Exercise directions:
Each line below should be set down again unchanged.

** Material shown follows **

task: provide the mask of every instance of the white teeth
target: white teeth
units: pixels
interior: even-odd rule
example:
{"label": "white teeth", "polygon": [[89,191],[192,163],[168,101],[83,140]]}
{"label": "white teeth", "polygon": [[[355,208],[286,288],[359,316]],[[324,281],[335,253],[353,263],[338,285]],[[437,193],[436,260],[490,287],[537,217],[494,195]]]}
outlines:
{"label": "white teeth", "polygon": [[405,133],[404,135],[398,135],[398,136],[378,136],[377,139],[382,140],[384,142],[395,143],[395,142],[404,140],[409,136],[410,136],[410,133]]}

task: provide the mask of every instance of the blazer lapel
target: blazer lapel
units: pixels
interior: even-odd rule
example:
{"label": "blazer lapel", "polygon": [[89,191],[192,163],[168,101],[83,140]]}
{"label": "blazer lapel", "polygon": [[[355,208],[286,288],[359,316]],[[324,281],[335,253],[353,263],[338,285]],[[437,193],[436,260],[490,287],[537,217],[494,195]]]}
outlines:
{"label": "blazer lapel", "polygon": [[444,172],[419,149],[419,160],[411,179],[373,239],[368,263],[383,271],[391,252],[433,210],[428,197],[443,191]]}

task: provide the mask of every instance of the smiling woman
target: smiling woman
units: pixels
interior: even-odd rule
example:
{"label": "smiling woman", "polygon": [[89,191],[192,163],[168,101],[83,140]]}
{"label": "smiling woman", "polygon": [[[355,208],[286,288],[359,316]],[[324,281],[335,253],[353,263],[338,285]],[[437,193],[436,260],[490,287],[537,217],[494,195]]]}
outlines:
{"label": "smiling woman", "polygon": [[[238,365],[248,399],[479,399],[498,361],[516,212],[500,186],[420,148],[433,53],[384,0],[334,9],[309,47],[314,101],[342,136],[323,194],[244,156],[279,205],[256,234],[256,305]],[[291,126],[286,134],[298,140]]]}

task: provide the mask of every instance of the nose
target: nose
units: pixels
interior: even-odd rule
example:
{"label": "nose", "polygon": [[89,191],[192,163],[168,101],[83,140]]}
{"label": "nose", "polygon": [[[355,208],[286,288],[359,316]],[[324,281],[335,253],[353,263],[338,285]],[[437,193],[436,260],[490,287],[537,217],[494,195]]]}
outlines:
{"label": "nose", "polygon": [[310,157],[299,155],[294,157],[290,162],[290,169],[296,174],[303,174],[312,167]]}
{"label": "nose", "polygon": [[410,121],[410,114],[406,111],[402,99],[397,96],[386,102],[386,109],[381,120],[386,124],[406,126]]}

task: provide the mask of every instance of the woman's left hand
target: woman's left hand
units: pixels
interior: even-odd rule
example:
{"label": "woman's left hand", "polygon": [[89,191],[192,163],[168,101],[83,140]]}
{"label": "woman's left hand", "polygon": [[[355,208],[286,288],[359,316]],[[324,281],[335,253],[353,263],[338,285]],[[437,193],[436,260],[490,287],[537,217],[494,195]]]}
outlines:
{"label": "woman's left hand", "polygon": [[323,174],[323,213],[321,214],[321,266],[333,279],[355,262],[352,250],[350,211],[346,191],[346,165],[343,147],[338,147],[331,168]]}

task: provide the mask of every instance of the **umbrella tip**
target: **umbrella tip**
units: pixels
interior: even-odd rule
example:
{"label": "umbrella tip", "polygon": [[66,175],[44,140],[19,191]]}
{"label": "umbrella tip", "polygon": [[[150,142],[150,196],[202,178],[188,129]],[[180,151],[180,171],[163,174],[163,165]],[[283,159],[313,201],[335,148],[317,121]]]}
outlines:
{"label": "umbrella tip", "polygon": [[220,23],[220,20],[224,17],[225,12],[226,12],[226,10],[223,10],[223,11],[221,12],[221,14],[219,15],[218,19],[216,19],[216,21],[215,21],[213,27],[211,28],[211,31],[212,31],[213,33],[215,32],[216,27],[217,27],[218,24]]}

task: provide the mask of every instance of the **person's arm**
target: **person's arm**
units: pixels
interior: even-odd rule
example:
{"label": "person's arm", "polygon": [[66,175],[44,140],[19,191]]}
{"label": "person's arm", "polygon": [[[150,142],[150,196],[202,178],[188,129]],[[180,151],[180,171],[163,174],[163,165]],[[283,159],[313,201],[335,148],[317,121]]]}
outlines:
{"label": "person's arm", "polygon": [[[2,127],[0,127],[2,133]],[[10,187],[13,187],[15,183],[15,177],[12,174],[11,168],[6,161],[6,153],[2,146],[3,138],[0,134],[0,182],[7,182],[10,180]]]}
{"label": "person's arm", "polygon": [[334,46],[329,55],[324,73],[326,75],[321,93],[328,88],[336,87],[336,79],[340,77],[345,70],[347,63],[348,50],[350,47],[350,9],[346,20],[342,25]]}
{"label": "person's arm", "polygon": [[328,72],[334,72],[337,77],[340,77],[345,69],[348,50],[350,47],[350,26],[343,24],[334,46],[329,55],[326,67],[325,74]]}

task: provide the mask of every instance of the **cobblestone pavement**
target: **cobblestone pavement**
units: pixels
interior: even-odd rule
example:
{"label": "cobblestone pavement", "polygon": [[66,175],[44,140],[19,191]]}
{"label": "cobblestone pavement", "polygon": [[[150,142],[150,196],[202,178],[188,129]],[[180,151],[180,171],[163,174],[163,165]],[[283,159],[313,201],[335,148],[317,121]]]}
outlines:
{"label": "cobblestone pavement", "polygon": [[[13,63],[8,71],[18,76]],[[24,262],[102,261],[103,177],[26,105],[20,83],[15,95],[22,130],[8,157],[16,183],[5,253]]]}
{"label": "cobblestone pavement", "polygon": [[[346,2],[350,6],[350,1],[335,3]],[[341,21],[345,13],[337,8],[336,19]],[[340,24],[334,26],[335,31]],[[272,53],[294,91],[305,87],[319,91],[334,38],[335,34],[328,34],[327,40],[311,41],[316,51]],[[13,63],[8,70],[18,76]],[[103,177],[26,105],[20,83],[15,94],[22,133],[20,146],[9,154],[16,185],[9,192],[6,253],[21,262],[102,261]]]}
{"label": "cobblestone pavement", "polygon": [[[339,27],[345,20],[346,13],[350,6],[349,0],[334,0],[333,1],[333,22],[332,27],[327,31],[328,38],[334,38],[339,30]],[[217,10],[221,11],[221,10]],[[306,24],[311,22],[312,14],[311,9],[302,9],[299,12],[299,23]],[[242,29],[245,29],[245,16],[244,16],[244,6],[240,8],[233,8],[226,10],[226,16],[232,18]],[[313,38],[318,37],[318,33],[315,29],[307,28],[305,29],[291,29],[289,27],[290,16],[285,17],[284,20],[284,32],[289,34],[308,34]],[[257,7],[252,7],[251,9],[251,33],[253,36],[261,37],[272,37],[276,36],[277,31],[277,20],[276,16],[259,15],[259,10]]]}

** End of Material shown **

Answer section:
task: provide the mask of every instance of the white teeth
target: white teeth
units: pixels
interior: even-odd rule
example:
{"label": "white teeth", "polygon": [[89,191],[192,163],[168,101],[83,140]]}
{"label": "white teeth", "polygon": [[[355,208],[286,288],[359,316]],[[324,281],[335,253],[353,263],[338,285]],[[437,193],[436,260],[490,287],[537,217],[494,195]]]}
outlines:
{"label": "white teeth", "polygon": [[405,133],[404,135],[398,135],[398,136],[378,136],[377,139],[382,140],[384,142],[395,143],[395,142],[404,140],[409,136],[410,136],[410,133]]}

task: provide the mask of every instance of the blazer lapel
target: blazer lapel
units: pixels
interior: even-odd rule
example:
{"label": "blazer lapel", "polygon": [[89,191],[192,163],[168,101],[83,140]]}
{"label": "blazer lapel", "polygon": [[[355,208],[286,288],[359,316]],[[324,281],[335,253],[353,263],[338,285]],[[437,193],[436,260],[490,287],[537,217],[494,195]]]}
outlines:
{"label": "blazer lapel", "polygon": [[444,172],[419,149],[419,160],[411,179],[373,239],[368,263],[383,271],[391,252],[433,210],[428,197],[443,191]]}

task: provide the mask of every instance of the smiling woman
target: smiling woman
units: pixels
interior: even-odd rule
example:
{"label": "smiling woman", "polygon": [[89,191],[192,163],[168,101],[83,140]]}
{"label": "smiling woman", "polygon": [[[355,208],[286,288],[359,316]],[[324,281],[335,253],[353,263],[338,285]],[[437,193],[436,260],[490,287],[537,217],[494,195]]]}
outlines:
{"label": "smiling woman", "polygon": [[[238,365],[248,399],[479,399],[498,361],[516,212],[500,186],[420,148],[433,53],[384,0],[334,9],[309,47],[314,101],[342,136],[323,194],[244,156],[279,205],[256,234],[256,305]],[[291,126],[286,134],[298,140]]]}

task: provide the mask of every instance of the nose
target: nose
units: pixels
interior: even-odd rule
example:
{"label": "nose", "polygon": [[89,191],[192,163],[168,101],[83,140]]}
{"label": "nose", "polygon": [[[355,208],[286,288],[359,316]],[[324,281],[335,253],[353,263],[338,285]],[[437,193],[436,260],[490,287],[537,217],[494,195]]]}
outlines:
{"label": "nose", "polygon": [[310,157],[299,155],[294,157],[290,162],[290,169],[296,174],[303,174],[312,167]]}
{"label": "nose", "polygon": [[410,121],[410,114],[406,111],[402,99],[397,96],[386,102],[386,109],[381,120],[386,124],[406,126]]}

task: provide the mask of every instance of the woman's left hand
target: woman's left hand
units: pixels
interior: even-odd rule
example:
{"label": "woman's left hand", "polygon": [[89,191],[192,163],[168,101],[83,140]]}
{"label": "woman's left hand", "polygon": [[[355,208],[286,288],[359,316]],[[324,281],[335,253],[353,263],[338,285]],[[437,193],[436,260],[490,287],[537,217],[494,195]]]}
outlines:
{"label": "woman's left hand", "polygon": [[323,174],[323,213],[321,214],[321,266],[333,279],[355,262],[352,250],[350,211],[346,191],[346,165],[343,147],[338,147],[331,168]]}

task: provide the mask of every instance of the **umbrella tip**
target: **umbrella tip**
units: pixels
interior: even-odd rule
example:
{"label": "umbrella tip", "polygon": [[66,175],[44,140],[19,191]]}
{"label": "umbrella tip", "polygon": [[[150,142],[150,196],[202,178],[188,129]],[[180,151],[180,171],[163,174],[163,165]],[[283,159],[313,201],[335,148],[317,121]]]}
outlines:
{"label": "umbrella tip", "polygon": [[220,23],[220,20],[224,17],[225,12],[226,12],[226,10],[223,10],[223,11],[221,12],[221,14],[219,15],[218,19],[216,19],[216,21],[215,21],[213,27],[211,28],[211,31],[212,31],[213,33],[215,32],[216,27],[217,27],[218,24]]}

task: provide the mask of every instance of the **person's arm**
target: **person's arm**
units: pixels
interior: even-odd rule
example:
{"label": "person's arm", "polygon": [[66,175],[44,140],[19,191]]}
{"label": "person's arm", "polygon": [[[150,142],[150,196],[202,178],[188,129]],[[180,151],[180,171],[163,174],[163,165]],[[283,159],[313,201],[335,148],[317,121]]]}
outlines:
{"label": "person's arm", "polygon": [[[2,127],[0,127],[2,133]],[[10,187],[13,187],[15,183],[15,177],[12,174],[11,168],[6,161],[6,153],[2,146],[3,138],[0,134],[0,182],[7,182],[10,180]]]}
{"label": "person's arm", "polygon": [[334,46],[329,55],[324,73],[326,75],[321,93],[328,88],[336,87],[336,79],[340,77],[345,70],[347,63],[348,50],[350,47],[350,9],[346,20],[342,25]]}
{"label": "person's arm", "polygon": [[328,72],[334,72],[337,77],[340,77],[345,69],[348,50],[350,47],[350,26],[343,24],[334,46],[329,55],[326,67],[325,74]]}

task: provide the mask of every instance of the **cobblestone pavement**
target: **cobblestone pavement**
units: pixels
interior: even-odd rule
example:
{"label": "cobblestone pavement", "polygon": [[66,175],[44,140],[19,191]]}
{"label": "cobblestone pavement", "polygon": [[[150,142],[150,196],[202,178],[188,129]],[[180,151],[180,171],[163,174],[163,165]],[[283,159],[313,201],[335,148],[317,121]]]}
outlines:
{"label": "cobblestone pavement", "polygon": [[[13,63],[8,71],[18,76]],[[24,262],[102,261],[103,177],[26,105],[20,83],[15,95],[22,130],[8,157],[16,183],[5,253]]]}
{"label": "cobblestone pavement", "polygon": [[[346,2],[350,6],[350,1],[335,3]],[[341,21],[345,13],[337,8],[336,19]],[[340,24],[334,26],[335,31]],[[272,53],[294,91],[305,87],[319,91],[334,38],[335,34],[328,34],[327,40],[311,41],[316,51]],[[13,63],[8,70],[18,76]],[[103,177],[26,105],[20,83],[15,94],[22,133],[20,146],[9,154],[16,185],[9,192],[6,253],[21,262],[102,261]]]}
{"label": "cobblestone pavement", "polygon": [[[339,27],[345,20],[346,13],[350,6],[349,0],[334,0],[333,1],[333,22],[332,27],[327,31],[328,38],[334,38],[339,30]],[[217,10],[221,11],[221,10]],[[306,24],[311,22],[312,14],[311,9],[302,9],[299,12],[299,23]],[[242,29],[245,29],[245,16],[244,16],[244,6],[240,8],[233,8],[226,10],[226,16],[232,18]],[[313,38],[318,37],[318,33],[315,29],[307,28],[305,29],[291,29],[289,27],[290,16],[285,17],[284,20],[284,32],[289,34],[308,34]],[[257,7],[252,7],[251,9],[251,33],[253,36],[261,37],[272,37],[276,36],[277,31],[277,20],[276,16],[259,15],[259,10]]]}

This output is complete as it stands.